TASK DETAILS:
Extract every line of the records below that contains the word "blue", copying each one in full.

SOURCE RECORDS:
— Begin —

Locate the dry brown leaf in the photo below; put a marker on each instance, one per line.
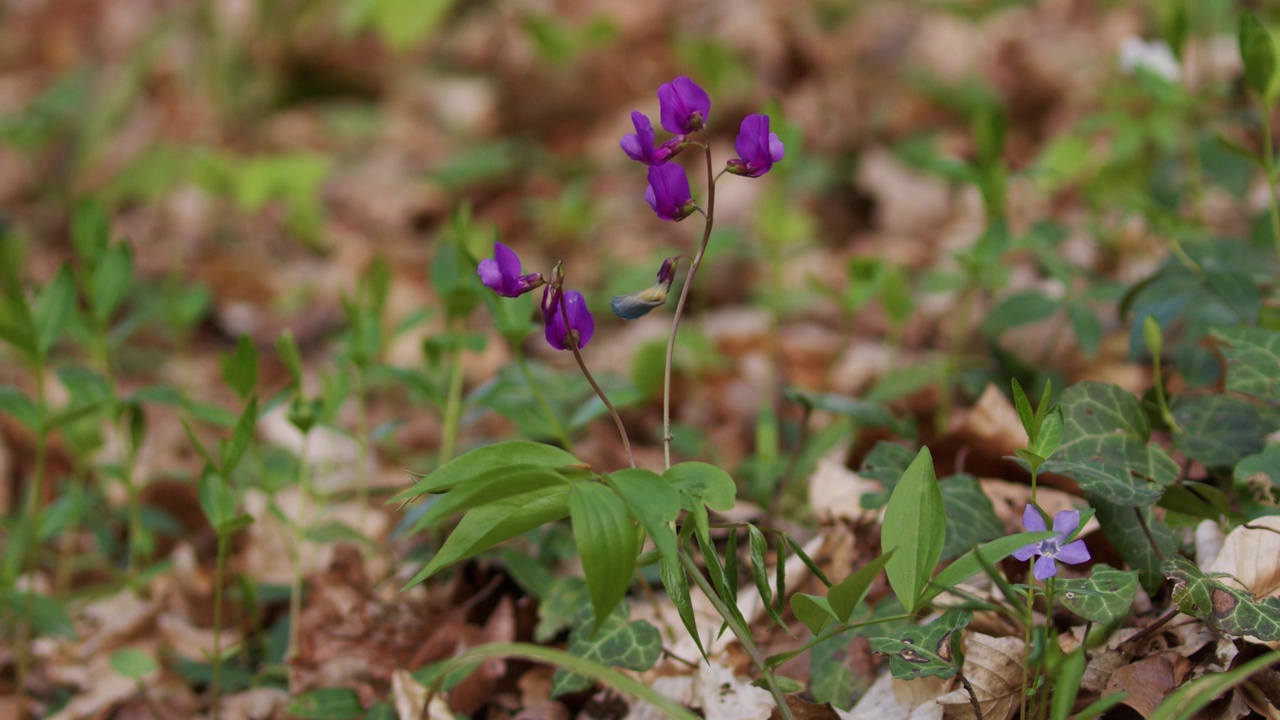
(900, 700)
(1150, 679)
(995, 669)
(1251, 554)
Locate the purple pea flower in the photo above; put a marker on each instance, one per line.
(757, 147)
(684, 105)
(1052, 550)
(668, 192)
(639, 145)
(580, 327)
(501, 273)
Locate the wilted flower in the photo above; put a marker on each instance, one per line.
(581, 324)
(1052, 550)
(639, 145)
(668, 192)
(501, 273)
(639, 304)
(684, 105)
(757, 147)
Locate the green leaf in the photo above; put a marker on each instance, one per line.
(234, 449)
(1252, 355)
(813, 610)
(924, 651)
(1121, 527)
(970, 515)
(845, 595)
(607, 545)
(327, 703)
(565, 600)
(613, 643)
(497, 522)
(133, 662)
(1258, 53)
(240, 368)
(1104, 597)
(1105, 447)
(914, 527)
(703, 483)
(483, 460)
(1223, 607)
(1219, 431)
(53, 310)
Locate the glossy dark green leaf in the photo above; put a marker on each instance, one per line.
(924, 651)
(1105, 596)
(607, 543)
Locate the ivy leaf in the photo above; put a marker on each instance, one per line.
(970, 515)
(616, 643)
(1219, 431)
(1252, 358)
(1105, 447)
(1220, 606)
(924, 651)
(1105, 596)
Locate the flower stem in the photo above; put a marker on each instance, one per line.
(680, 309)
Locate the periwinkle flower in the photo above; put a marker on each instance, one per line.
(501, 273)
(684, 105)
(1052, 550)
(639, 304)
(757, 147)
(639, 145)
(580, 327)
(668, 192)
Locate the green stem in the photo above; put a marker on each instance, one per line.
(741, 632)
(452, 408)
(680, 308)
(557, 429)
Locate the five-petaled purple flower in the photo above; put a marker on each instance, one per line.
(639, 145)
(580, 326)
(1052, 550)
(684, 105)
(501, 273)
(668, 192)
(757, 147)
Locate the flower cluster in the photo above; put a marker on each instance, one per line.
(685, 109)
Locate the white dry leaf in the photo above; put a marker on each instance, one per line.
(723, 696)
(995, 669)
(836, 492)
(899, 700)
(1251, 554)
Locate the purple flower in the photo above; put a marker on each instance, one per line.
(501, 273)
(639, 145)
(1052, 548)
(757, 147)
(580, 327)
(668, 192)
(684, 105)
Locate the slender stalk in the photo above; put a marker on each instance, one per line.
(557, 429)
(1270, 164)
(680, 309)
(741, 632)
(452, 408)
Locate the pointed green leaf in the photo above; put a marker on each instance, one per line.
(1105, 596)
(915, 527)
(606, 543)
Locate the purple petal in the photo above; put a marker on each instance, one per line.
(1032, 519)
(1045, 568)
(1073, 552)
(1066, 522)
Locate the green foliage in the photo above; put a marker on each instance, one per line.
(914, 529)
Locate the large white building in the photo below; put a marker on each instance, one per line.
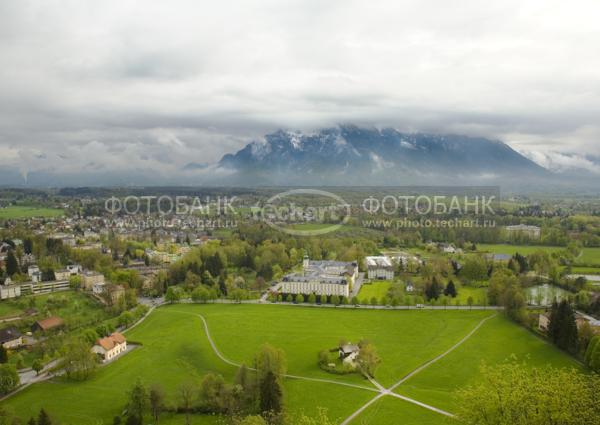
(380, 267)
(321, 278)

— End —
— Begin —

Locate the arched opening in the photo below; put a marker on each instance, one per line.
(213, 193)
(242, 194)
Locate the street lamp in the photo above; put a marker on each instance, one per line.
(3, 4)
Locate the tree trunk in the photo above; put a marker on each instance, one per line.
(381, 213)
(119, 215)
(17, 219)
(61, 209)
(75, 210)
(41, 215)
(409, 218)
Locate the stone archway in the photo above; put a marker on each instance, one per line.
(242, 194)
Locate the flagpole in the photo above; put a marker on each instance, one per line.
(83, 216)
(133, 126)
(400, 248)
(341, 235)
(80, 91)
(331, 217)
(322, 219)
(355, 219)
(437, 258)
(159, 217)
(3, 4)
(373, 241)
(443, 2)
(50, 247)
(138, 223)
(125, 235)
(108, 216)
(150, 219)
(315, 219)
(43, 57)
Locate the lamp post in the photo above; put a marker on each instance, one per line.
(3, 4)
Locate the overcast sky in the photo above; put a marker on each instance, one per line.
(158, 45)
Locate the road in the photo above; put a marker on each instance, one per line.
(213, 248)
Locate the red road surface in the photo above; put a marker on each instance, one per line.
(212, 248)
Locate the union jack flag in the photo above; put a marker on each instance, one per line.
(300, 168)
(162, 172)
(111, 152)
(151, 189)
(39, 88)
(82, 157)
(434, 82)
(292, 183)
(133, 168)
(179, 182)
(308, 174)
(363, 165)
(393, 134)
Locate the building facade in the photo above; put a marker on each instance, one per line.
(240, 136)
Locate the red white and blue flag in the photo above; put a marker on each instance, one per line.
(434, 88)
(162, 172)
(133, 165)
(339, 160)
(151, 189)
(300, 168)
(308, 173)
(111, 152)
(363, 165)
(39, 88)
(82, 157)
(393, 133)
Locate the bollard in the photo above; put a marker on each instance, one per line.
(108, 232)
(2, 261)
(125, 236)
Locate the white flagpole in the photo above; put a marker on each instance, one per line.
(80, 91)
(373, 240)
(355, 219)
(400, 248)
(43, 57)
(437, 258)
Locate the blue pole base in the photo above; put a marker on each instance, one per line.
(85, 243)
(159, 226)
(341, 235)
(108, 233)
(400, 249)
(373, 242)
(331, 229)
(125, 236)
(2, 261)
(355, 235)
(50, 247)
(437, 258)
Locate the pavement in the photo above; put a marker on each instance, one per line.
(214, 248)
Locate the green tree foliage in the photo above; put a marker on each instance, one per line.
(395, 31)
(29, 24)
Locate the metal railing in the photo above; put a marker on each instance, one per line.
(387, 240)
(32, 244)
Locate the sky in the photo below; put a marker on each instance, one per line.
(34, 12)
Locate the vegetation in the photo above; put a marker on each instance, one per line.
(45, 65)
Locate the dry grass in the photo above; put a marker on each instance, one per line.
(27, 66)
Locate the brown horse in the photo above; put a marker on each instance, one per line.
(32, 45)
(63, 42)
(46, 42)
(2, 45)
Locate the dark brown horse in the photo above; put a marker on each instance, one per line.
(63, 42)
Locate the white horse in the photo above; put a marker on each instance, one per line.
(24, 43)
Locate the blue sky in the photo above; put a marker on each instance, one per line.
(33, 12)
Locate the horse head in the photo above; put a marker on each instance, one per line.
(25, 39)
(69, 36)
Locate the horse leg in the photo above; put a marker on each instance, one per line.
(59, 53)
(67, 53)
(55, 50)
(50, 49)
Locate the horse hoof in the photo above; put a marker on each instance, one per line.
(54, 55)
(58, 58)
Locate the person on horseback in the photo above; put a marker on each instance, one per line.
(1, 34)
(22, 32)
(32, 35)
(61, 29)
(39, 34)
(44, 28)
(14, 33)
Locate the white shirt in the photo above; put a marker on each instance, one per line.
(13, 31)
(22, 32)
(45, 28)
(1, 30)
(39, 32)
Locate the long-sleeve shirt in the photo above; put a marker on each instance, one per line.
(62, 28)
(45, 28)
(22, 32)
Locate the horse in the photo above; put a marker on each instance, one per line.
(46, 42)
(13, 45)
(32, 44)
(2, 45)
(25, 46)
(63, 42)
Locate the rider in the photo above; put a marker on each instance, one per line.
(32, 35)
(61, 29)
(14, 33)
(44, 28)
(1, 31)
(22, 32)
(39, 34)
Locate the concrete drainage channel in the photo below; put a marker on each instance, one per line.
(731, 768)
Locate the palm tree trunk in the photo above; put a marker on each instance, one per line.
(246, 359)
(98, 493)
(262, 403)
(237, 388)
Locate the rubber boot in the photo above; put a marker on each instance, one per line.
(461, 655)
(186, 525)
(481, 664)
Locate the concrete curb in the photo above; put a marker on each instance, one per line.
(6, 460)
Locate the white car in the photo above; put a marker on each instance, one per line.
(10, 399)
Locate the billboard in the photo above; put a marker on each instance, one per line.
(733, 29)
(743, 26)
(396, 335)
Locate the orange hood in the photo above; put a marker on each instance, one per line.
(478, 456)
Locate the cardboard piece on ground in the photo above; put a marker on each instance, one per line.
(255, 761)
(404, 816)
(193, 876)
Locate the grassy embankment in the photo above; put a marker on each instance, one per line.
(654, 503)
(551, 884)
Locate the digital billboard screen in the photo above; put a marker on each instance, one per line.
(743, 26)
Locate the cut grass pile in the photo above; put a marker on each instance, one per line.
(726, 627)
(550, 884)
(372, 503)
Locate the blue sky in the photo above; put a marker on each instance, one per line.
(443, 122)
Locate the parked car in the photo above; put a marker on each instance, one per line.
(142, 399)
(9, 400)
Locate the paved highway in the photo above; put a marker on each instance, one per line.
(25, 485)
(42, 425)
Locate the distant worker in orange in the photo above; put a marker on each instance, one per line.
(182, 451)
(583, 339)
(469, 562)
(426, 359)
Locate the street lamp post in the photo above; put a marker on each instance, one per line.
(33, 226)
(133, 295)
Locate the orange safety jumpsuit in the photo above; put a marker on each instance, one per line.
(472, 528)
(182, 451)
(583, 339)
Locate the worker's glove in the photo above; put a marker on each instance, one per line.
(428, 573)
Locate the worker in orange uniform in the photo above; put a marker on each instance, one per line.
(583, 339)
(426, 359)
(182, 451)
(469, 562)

— End —

EXPECTED ANSWER:
Locate the red white and blue flag in the photo above; put a marker on each instance, one per line.
Locate the blue pole base in the photo above; put a marker on each instance, one per line.
Locate the blue sky in the photo above; put a marker on each instance, one per line.
Locate the blue sky in the photo above; put a marker on each instance, one per line.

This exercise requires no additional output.